* [Provided passage]
It is safe to say that 2020 will go down as the most challenging year ever in the history of aviation. We have, of course, weathered many storms over the last few decades, but we have never experienced anything like this before.

The current crisis has had a ripple effect on every aspect of human life as we know it and will continue to have dramatic economic and social impacts for years to come. Although the situation remains tough, 2021 had a promising beginning with the news of further vaccine successes bringing fresh optimism.

Undoubtedly our industry will face significant challenges again this year, with the first few months, in particular, likely to be very difficult. There is light on the horizon, however, especially as the vaccine rollouts take effect across the globe marking a major turning point in the pandemic.

As with most developments over the last few months, it feels like every time our industry took a step forward, we were than immediately forced to take two steps back. Concern over new and fast-spreading strains of the virus has resulted in even more severe border lockdowns and quarantine measures, hampering the efforts of the industry to recover.

While these mutations do not appear to pose a threat to the success of COVID-19 vaccines, they do give the virus some new energy.

In the midst of the storm one thing is certain – people are eager to travel again. According to the latest ASQ Global Traveller Survey, when asked at the end of 2020, 48% of travellers considered themselves likely to travel within the next three months.

Airports are certainly going above and beyond to provide an airport experience that is safe, hygienic and responsive to the changing needs and expectations of passengers. Despite this eagerness, however, around 80% said that having to quarantine would discourage them from going forward with their travel plans.

Going back to how things were at the beginning of the crisis – closing borders and applying severe travel restrictions – is truly exacerbating what is already an existential crisis for aviation.

The rapid deployment of vaccines is, of course, welcomed, but the aviation industry simply cannot afford to wait until they become available worldwide. Just as quarantine measures effectively halted the industry, a universal requirement for vaccines could do the same.

As vaccines become more available for travellers, there must be a proportionate approach to vaccination before travel balanced with a risk-based approach to testing. It is important for the recovery of the air transport industry that a co-ordinated approach to testing be introduced now to promote travel and do away with restrictive quarantine measures.

* [Data]

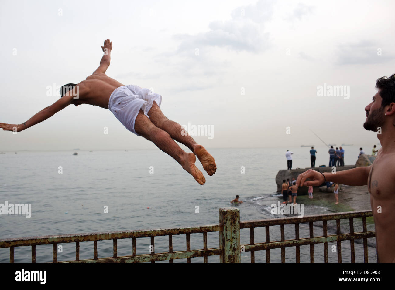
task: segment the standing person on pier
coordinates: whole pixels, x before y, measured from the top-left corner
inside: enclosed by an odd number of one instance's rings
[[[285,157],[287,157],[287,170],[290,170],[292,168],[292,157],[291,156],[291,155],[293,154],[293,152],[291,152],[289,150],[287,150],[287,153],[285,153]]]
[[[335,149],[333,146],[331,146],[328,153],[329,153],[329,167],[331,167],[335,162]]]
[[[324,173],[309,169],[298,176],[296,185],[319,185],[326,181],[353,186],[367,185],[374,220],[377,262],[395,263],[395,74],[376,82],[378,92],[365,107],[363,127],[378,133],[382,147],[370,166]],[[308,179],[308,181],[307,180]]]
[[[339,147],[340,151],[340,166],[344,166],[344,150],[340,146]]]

* [Activity 1]
Extract the part of the aviation passage starting with "Going back to" and going on through "crisis for aviation.".
* [Activity 2]
Write what comes next in the aviation passage, picking up after its final sentence.
The entries above have no connection to the aviation passage.

* [Result 1]
Going back to how things were at the beginning of the crisis – closing borders and applying severe travel restrictions – is truly exacerbating what is already an existential crisis for aviation.

* [Result 2]
While the second half of 2021 looks promising, there is still a long way to go. According to the newly released World Airport Traffic Forecast, markets that have significant domestic traffic are not expected to recover to pre-COVID-19 levels before 2023, while those with a significant share of international traffic are unlikely to return to 2019 levels before 2024.

If aviation can be supported through government assistance and sensible policy on testing and vaccination, global passenger traffic worldwide can still double over the next twenty years.

Asia-Pacific and Latin America-Caribbean regions are predicted to experience the fastest growth, while others will see a more modest expansion. China is projected to continue to dominate passenger rankings by 2040 with just over 3.6 billion passengers. The US and India follow, with 2.9 and 1.3 billion passengers, respectively. Together, the three countries will handle almost 40% of global passenger traffic.

If this positive future is to be realised, however, we need policy support and assistance from governments now to lay the foundation, and this means delivering a consistent approach to testing and vaccination.

The extent to which COVID-19 will leave a lasting legacy is far from clear, but with every crisis there is opportunity, and we should see the pandemic as an accelerator that will enable our industry to make the necessary changes to move forward.

While the journey to recovery will not be an easy one we must continue to take a whole-of-industry approach to collaboration to ensure that the industry can recover together.